TEXTO ▸
A extraordinária "história" de Dominique Strauss-Kahn neste último mês e meio veio, mais uma vez, lembrar como a tragédia é uma experiência de que se podem tirar lições únicas, tanto sobre a fragilidade da vida e as contingências que a atravessam, como sobre os paradoxos do destino e os desígnios que o selam. Mas ela permite tirar algumas conclusões mais, que o nosso tempo acrescenta à imemorial sabedoria da tragédia.
Em primeiro lugar sobre o tempo, e o modo como ele tem vindo a desdobrar-se em temporalidades muito diversas, que conflituam entre si. Basta pensar na justiça ou na finança, na política ou nos media, para imediatamente nos apercebermos de que cada uma destas actividades vive dentro de uma lógica temporal específica, e que as consequências deste facto são um dos aspectos mais marcantes da actualidade.
Uma vez que o tempo está hoje completamente sujeito à velocidade e à cultura do curto-termismo, o que se impõe acaba sempre por ser o que dispõe de um dispositivo temporal mais rápido. Os media ganham sempre à justiça, como a finança vence sempre a política, porque nem a justiça pode dispensar a investigação, a prudência e a avaliação, nem a política pode dispensar os calendários eleitorais e os procedimentos formais com que a democracia se identifica.
A lentidão, que na verdade foi sempre uma condição sine qua non da civilização, tem vindo a ser cada vez mais substituída por uma apologia estonteada da velocidade, que se tornou, como escreveu M.Kundera, na forma contemporânea do êxtase, apesar de muitas vezes mais não ser do que um atalho para o regresso à selva. Institui-se deste modo uma tirania do imediato que, como vimos no caso Strauss-Kahn, se acompanha de um incentivo à excitação cada vez mais alucinada que atravessa todo o sistema de comunicação - imprensa, televisões, blogosfera, redes sociais, etc. -, transformando cada cidadão num espectador histérico, preso a narrativas que o hipnotizam e manipulam sem fim nem contraponto.
Tudo isto é, como facilmente se compreende, fatal para a política. Sobretudo desde que os próprios políticos se deixaram - nuns casos por estupidez, noutros por narcisismo, mas sempre por negligência - transformar nos mais do que convenientes "bodes expiatórios" de um mundo que não conseguem dominar, nem sequer, muitas vezes, compreender. O que só conduz, por paradoxal que pareça, a que na vida política se exijam pessoas cada vez mais perfeitas, para exercerem funções cada vez mais irrelevantes!
Uma segunda conclusão a tirar é sobre a diferença de culturas e de valores que enquadram os sistemas judiciais francês (e, em geral, europeu) e americano. Essas diferenças concentram-se num entendimento muito distinto do que é a igualdade. Na cultura francesa, a igualdade é indissociável de um respeito que impõe a todos um tratamento tão digno quanto possível. A revolução francesa acabou com o privilégio do respeito, de que só uma pequena minoria usufruía até ao século XVIII. A revolução americana, pelo contrário, em nome da igualdade aboliu o direito ao respeito, como se vê tanto no direito penal como no enquadramento da protecção da vida privada. O perp walk, esse ritual de exibição e de humilhação púbica de alguém algemado quando apenas é suspeito, é uma boa ilustração destas diferenças.

DADOS EXTRAÍDOS ▸

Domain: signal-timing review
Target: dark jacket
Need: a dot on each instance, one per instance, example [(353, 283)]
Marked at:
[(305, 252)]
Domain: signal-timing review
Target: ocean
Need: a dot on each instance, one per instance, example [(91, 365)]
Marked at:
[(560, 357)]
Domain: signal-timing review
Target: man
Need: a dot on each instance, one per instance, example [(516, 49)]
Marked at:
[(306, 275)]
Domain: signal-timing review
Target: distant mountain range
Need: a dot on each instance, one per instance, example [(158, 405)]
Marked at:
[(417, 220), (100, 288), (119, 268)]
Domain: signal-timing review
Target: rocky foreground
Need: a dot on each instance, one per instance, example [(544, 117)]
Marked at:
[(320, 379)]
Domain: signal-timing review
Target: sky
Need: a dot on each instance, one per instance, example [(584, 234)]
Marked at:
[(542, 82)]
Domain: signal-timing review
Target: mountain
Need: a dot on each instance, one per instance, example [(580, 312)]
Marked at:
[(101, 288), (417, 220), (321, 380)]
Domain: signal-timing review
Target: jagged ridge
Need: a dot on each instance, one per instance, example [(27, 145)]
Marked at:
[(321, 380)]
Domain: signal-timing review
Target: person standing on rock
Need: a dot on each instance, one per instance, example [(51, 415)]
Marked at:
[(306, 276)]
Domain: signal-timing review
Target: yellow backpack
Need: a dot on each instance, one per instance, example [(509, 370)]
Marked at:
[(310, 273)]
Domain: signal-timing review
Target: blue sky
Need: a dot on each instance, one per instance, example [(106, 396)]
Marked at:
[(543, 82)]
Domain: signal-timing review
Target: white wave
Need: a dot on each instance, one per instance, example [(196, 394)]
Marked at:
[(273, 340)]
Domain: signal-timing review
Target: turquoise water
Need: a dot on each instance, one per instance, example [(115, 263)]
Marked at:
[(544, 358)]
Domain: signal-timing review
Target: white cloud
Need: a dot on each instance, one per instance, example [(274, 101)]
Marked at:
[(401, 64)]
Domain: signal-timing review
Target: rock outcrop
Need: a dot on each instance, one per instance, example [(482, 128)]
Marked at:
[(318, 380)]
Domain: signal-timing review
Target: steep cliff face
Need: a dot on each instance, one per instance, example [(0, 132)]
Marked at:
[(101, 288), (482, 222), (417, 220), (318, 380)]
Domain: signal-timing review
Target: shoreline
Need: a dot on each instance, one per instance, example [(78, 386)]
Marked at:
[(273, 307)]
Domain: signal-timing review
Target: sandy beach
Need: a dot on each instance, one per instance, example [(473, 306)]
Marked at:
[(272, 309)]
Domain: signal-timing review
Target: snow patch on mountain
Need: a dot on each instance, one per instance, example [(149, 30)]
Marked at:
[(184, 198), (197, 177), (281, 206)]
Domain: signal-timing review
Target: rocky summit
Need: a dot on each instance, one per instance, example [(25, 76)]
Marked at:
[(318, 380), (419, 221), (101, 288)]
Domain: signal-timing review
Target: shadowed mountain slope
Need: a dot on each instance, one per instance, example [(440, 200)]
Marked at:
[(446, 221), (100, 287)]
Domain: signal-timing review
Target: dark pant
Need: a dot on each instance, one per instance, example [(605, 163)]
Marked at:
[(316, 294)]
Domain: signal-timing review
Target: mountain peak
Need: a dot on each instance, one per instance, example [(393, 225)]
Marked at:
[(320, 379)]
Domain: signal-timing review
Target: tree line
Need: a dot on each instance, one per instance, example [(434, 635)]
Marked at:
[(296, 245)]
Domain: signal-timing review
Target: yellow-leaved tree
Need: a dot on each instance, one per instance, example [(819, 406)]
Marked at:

O PEDIDO ▸
Reproduza do texto sobre o caso Strauss-Kahn tudo desde "Em primeiro lugar" até "democracia se identifica.".

RESOLUÇÃO DA TAREFA ▸
Em primeiro lugar sobre o tempo, e o modo como ele tem vindo a desdobrar-se em temporalidades muito diversas, que conflituam entre si. Basta pensar na justiça ou na finança, na política ou nos media, para imediatamente nos apercebermos de que cada uma destas actividades vive dentro de uma lógica temporal específica, e que as consequências deste facto são um dos aspectos mais marcantes da actualidade.
Uma vez que o tempo está hoje completamente sujeito à velocidade e à cultura do curto-termismo, o que se impõe acaba sempre por ser o que dispõe de um dispositivo temporal mais rápido. Os media ganham sempre à justiça, como a finança vence sempre a política, porque nem a justiça pode dispensar a investigação, a prudência e a avaliação, nem a política pode dispensar os calendários eleitorais e os procedimentos formais com que a democracia se identifica.